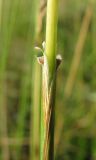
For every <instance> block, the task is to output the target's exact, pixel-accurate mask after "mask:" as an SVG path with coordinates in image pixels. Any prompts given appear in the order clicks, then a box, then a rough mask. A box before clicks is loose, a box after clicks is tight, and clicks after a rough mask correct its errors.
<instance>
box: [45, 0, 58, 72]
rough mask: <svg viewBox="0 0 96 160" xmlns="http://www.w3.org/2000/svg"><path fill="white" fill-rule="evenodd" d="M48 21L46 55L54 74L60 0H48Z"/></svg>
mask: <svg viewBox="0 0 96 160" xmlns="http://www.w3.org/2000/svg"><path fill="white" fill-rule="evenodd" d="M47 3H48V4H47V22H46V50H45V53H46V56H47V58H48V66H49V71H50V74H53V72H54V68H55V60H56V43H57V19H58V0H48V2H47Z"/></svg>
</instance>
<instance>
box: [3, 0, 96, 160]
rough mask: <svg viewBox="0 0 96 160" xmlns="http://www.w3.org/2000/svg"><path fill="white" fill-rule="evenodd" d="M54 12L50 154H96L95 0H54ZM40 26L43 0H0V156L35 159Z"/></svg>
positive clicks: (44, 8)
mask: <svg viewBox="0 0 96 160" xmlns="http://www.w3.org/2000/svg"><path fill="white" fill-rule="evenodd" d="M36 11H37V12H36ZM58 13H59V18H58V45H57V54H61V55H62V64H61V66H60V68H59V70H58V76H57V93H56V107H55V114H56V117H55V159H56V160H96V0H59V12H58ZM45 27H46V2H45V1H44V0H40V1H38V0H37V1H36V0H27V1H26V0H0V160H28V159H30V160H37V159H38V160H39V136H40V132H39V126H40V124H39V121H40V119H39V116H40V90H41V67H40V66H39V65H37V62H36V56H35V54H36V53H35V51H34V47H35V46H39V47H42V42H43V41H44V40H45ZM34 153H35V154H34Z"/></svg>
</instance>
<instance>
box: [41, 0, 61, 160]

▶ Your goal
An unchanged copy of the listing, with no pictures, should be returned.

▶ Finished task
For every <instance> block, the task is to output the target's exact, pixel-accurate mask after "mask:" as an SVG path with coordinates in image pixels. Any prompts given appear in the order clicks, then a box, then a rough mask. A box before clicks is loose, a box after clicks is tight, and clicks after a rough mask correct its errors.
<instance>
box: [45, 0, 58, 72]
rough mask: <svg viewBox="0 0 96 160" xmlns="http://www.w3.org/2000/svg"><path fill="white" fill-rule="evenodd" d="M48 21L46 55L54 74L60 0H48Z"/></svg>
mask: <svg viewBox="0 0 96 160" xmlns="http://www.w3.org/2000/svg"><path fill="white" fill-rule="evenodd" d="M47 3H48V4H47V22H46V50H45V53H46V56H47V58H48V66H49V71H50V74H53V72H54V68H55V60H56V43H57V19H58V0H48V2H47Z"/></svg>
</instance>
<instance>
box: [3, 0, 96, 160]
rough mask: <svg viewBox="0 0 96 160" xmlns="http://www.w3.org/2000/svg"><path fill="white" fill-rule="evenodd" d="M54 12L50 154H96L95 0H54ZM40 26L43 0H0V156L35 159Z"/></svg>
positive clicks: (44, 8)
mask: <svg viewBox="0 0 96 160" xmlns="http://www.w3.org/2000/svg"><path fill="white" fill-rule="evenodd" d="M36 11H37V12H36ZM58 13H59V18H58V45H57V54H61V55H62V64H61V66H60V68H59V70H58V76H57V93H56V107H55V114H56V117H55V159H56V160H96V0H59V12H58ZM45 27H46V2H45V1H44V0H40V1H38V0H37V1H36V0H27V1H26V0H0V160H28V159H30V160H37V159H38V160H39V136H40V132H39V126H40V124H39V121H40V119H39V116H40V90H41V67H40V66H39V65H37V62H36V56H35V54H36V53H35V51H34V47H35V46H39V47H42V42H43V41H44V40H45ZM34 153H35V154H34Z"/></svg>
</instance>
<instance>
box: [41, 0, 61, 160]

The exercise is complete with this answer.